**Work instructions**: Extract, exactly as written, all lines of the material below from the line that includes "Front: indicate one pin on every instance of the sunlit" through its last line.

**Records for processing**:
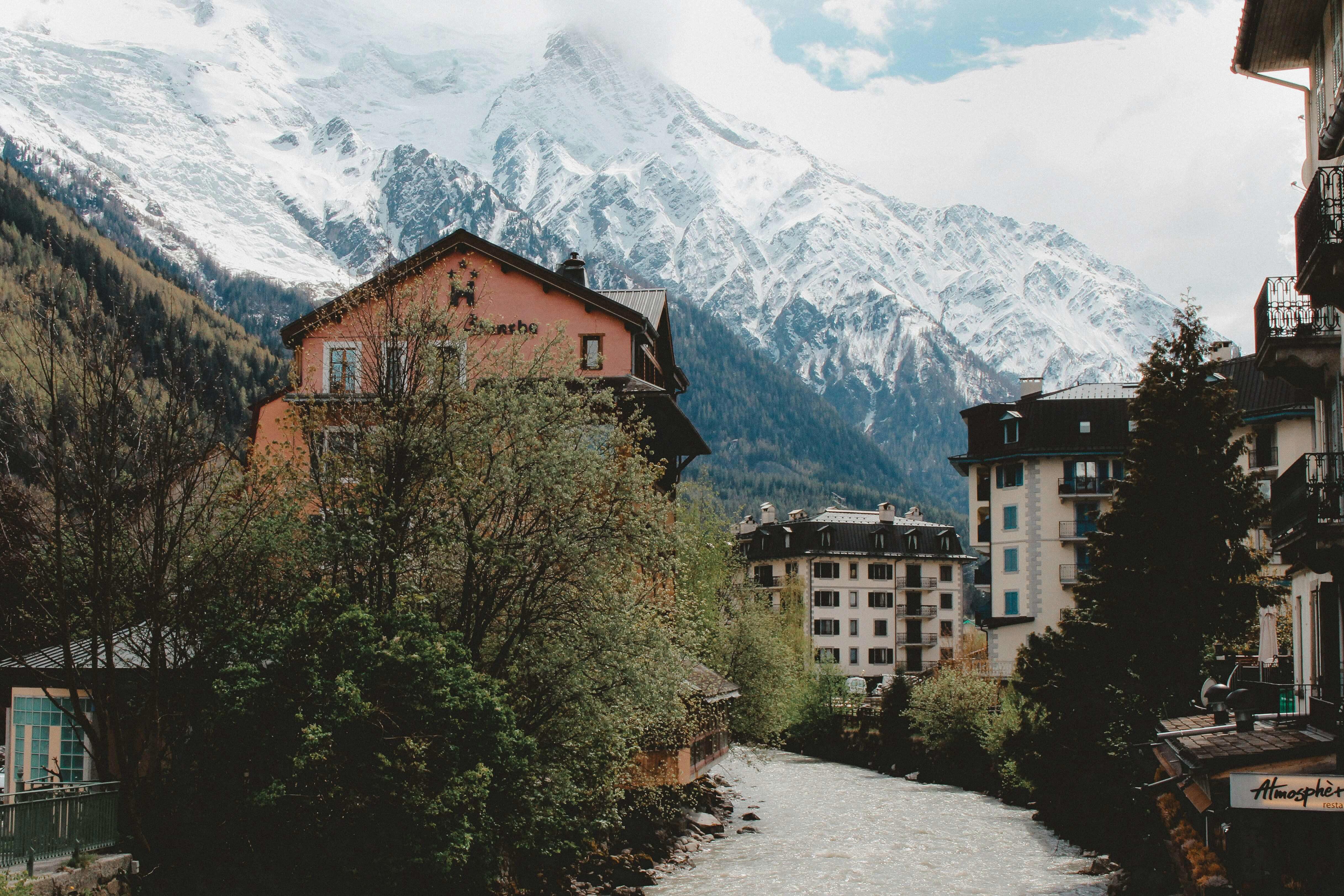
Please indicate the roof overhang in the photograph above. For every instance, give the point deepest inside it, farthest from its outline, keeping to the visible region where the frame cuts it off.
(459, 244)
(1277, 35)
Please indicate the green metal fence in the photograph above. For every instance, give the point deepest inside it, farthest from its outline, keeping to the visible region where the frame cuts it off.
(50, 823)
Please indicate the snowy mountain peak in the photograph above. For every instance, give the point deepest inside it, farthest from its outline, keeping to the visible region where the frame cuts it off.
(296, 143)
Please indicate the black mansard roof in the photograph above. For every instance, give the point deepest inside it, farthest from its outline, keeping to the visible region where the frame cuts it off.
(1049, 424)
(850, 538)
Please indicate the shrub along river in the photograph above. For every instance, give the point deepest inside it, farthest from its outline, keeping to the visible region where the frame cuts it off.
(834, 829)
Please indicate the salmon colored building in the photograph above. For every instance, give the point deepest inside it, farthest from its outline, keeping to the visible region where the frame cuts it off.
(621, 338)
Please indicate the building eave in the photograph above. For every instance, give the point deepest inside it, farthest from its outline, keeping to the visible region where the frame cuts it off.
(458, 242)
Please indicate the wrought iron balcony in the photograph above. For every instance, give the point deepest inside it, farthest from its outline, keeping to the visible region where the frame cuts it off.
(1069, 573)
(1076, 530)
(1088, 485)
(1320, 238)
(1295, 339)
(1307, 499)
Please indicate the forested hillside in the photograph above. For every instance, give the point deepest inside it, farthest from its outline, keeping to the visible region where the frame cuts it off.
(49, 256)
(773, 437)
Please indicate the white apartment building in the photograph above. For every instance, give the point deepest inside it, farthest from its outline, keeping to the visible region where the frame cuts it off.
(1042, 471)
(884, 592)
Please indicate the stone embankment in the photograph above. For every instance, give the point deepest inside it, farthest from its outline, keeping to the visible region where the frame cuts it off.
(103, 876)
(628, 872)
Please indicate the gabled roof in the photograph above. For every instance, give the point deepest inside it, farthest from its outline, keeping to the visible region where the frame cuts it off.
(646, 302)
(131, 649)
(1263, 397)
(1276, 35)
(460, 242)
(709, 684)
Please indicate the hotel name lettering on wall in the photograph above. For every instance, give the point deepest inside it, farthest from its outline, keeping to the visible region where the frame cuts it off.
(484, 328)
(1301, 793)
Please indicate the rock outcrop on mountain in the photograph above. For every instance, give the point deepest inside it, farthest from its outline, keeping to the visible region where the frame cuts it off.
(292, 144)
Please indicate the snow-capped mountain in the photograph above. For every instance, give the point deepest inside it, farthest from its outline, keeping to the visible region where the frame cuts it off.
(292, 140)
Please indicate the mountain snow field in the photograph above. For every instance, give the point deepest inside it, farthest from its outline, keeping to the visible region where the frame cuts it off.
(316, 143)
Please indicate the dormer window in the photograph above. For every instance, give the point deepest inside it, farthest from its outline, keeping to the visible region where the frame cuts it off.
(591, 353)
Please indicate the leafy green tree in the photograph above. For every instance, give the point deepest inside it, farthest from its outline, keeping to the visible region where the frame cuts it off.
(1173, 572)
(726, 622)
(948, 712)
(479, 482)
(342, 750)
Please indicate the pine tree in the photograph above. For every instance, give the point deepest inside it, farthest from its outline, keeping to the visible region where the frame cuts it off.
(1171, 572)
(1173, 565)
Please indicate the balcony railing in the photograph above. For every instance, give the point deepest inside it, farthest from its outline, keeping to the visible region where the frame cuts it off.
(1308, 493)
(1320, 234)
(1076, 530)
(54, 821)
(1263, 457)
(1281, 312)
(1069, 573)
(1088, 485)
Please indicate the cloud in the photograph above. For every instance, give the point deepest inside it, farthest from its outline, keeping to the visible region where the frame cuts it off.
(866, 17)
(1143, 146)
(853, 64)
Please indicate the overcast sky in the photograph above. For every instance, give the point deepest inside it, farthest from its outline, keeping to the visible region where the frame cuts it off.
(1124, 127)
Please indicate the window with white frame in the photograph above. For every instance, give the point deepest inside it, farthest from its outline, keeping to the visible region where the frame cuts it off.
(342, 369)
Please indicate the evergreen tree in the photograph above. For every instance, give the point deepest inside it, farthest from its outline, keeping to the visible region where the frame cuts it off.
(1171, 572)
(1173, 565)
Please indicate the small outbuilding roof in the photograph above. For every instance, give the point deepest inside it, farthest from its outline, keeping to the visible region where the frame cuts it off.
(709, 684)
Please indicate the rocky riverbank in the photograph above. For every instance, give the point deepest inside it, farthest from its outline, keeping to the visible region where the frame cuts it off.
(690, 833)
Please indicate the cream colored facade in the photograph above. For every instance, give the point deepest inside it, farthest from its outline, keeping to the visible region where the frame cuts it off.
(898, 609)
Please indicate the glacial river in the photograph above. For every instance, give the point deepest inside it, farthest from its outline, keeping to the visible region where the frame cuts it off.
(838, 831)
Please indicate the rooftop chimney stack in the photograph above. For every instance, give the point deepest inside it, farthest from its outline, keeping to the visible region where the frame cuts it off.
(573, 268)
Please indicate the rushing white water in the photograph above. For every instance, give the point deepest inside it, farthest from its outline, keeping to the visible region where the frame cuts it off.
(838, 831)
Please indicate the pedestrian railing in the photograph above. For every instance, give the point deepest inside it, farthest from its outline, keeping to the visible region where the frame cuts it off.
(54, 821)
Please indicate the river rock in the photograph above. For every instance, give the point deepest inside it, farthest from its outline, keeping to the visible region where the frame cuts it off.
(705, 821)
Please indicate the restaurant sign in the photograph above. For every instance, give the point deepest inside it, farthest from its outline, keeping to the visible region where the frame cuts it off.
(1303, 793)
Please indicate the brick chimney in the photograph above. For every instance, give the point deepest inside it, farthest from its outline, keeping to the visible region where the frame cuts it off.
(573, 268)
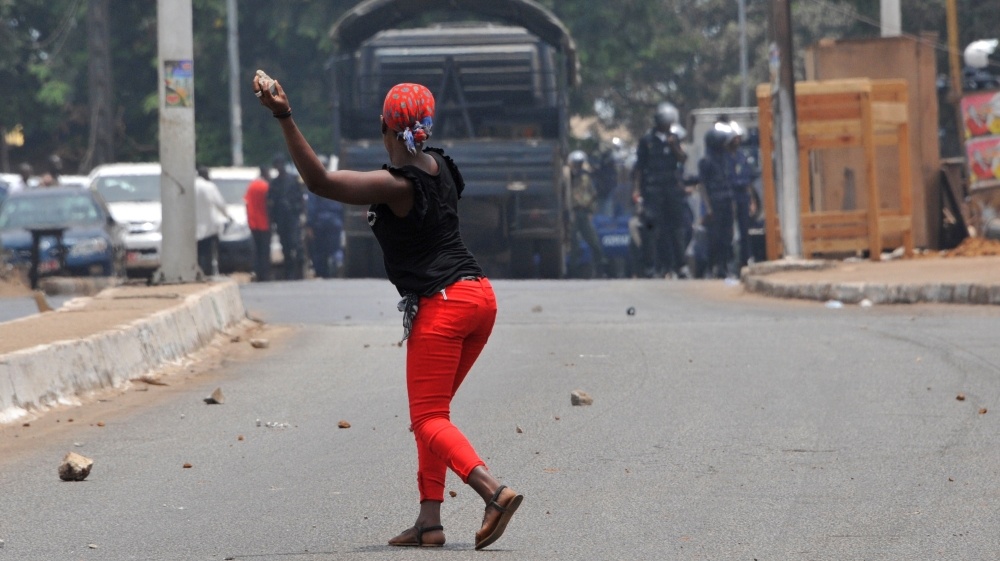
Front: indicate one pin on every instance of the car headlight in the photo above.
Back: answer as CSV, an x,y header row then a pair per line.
x,y
88,247
143,227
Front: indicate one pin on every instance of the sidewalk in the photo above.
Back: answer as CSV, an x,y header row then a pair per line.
x,y
950,280
104,341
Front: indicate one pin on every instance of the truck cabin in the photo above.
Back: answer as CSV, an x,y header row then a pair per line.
x,y
489,81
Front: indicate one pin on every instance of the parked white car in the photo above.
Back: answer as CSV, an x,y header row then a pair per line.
x,y
132,192
232,183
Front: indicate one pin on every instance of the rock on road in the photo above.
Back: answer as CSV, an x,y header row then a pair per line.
x,y
723,426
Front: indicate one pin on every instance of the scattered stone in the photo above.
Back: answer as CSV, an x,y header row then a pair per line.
x,y
216,398
580,397
41,302
75,467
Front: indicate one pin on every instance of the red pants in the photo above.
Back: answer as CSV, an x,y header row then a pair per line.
x,y
450,330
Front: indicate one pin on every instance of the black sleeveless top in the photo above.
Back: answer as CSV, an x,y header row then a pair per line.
x,y
423,251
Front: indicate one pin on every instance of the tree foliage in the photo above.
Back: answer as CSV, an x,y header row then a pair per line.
x,y
633,54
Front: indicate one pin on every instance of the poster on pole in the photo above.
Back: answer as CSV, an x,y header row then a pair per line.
x,y
983,156
178,78
981,114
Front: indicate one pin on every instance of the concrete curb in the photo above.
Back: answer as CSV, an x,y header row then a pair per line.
x,y
56,373
755,279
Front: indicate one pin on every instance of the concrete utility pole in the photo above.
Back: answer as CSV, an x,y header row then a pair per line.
x,y
786,138
179,255
891,18
235,108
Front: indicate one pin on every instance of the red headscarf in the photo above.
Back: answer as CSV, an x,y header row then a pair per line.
x,y
409,111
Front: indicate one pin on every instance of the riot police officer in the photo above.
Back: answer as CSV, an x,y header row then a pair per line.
x,y
582,196
715,174
657,186
743,164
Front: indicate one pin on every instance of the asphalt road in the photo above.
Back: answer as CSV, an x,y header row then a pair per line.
x,y
724,427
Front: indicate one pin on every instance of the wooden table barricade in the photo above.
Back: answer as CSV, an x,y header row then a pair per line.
x,y
840,114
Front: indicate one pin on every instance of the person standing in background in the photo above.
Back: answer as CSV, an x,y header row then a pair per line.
x,y
285,202
260,225
660,193
25,173
582,197
324,224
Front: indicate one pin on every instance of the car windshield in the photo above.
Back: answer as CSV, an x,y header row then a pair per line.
x,y
232,189
62,209
129,188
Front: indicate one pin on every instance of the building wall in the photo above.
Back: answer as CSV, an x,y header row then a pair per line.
x,y
839,179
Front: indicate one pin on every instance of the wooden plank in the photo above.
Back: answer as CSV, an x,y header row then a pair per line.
x,y
772,236
895,224
860,232
891,113
834,86
838,127
837,246
823,142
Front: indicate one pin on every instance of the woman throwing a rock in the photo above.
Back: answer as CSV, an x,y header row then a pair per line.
x,y
448,304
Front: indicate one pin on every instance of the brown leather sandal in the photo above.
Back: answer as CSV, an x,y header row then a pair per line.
x,y
492,531
401,541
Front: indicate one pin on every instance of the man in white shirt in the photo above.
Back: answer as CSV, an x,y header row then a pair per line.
x,y
210,220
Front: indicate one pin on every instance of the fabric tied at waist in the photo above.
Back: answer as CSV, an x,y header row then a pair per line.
x,y
409,306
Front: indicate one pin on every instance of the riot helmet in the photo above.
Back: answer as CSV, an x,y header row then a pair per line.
x,y
577,158
719,136
666,115
977,53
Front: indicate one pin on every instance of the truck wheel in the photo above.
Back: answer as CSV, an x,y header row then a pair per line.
x,y
363,259
522,259
552,259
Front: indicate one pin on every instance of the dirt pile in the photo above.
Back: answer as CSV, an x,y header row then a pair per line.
x,y
975,247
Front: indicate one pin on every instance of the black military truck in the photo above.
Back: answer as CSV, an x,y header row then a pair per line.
x,y
501,92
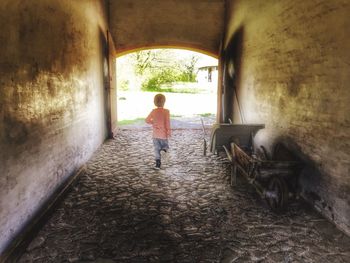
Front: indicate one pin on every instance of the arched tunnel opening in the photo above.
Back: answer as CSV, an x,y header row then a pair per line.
x,y
77,186
187,79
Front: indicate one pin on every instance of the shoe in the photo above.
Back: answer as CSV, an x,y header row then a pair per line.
x,y
157,164
164,155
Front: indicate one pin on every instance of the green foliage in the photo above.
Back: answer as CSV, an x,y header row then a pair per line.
x,y
156,80
124,85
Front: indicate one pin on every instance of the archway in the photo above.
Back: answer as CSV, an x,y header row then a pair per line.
x,y
187,78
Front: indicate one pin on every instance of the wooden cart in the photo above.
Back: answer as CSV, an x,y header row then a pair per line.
x,y
275,179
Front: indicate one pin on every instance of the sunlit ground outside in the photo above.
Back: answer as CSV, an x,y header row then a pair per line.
x,y
187,79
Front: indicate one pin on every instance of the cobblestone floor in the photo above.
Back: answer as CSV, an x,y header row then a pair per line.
x,y
122,210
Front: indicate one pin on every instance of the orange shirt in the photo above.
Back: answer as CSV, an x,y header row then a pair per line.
x,y
160,120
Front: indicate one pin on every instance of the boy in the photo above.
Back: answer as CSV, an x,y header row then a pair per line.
x,y
159,118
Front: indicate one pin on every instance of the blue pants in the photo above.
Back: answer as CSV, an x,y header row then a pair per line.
x,y
159,144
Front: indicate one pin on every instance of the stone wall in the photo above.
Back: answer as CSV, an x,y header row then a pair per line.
x,y
293,73
163,23
52,100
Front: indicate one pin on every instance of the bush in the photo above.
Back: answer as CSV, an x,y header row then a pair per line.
x,y
154,83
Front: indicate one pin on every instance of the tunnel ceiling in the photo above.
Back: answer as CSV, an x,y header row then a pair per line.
x,y
194,24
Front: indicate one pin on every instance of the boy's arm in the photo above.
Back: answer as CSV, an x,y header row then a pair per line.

**Final result**:
Front: indicate one pin on every instance of the sunlit ground outside in the photo above.
Back: answer as CSV, an x,y header row then a pair per line.
x,y
187,79
Front: indicate one pin on every instance of the cobblestone floor in the photo above.
Back: answer as CSV, an x,y header row then a pair per line.
x,y
122,210
Front: indicate one pin on every instance of the orange shirt in the photo above.
Back: answer as CSV, an x,y header row then a pair per line.
x,y
160,120
Front: indicate one pin on every instance of the boy in the photo above.
Back: answer as CSV, an x,y header row then a pair per line.
x,y
159,118
Front: indicate one pin on every instance of the blue pants in the photo above.
Back: answer as CSV, an x,y header row then a pair per line.
x,y
159,144
Front: indicate one pin on every instance of the stone wall in the photo above.
Back: answer as CSV, an x,y header row then a pair per line.
x,y
293,73
163,23
52,100
Front: indicate one pin on every instance of the bush in the photo above.
Back: answer as CSV, an x,y header row then a pair per line.
x,y
154,83
Front: indicate one pin on every instance of the tunnel ceiling in the photo above.
Back: answer as CSV, an x,y header row then a pair per line.
x,y
194,24
Front: indicate one pin on every instance of the boy's arm in the photo above.
Back: answer as CSV, an x,y header row then a pair per line.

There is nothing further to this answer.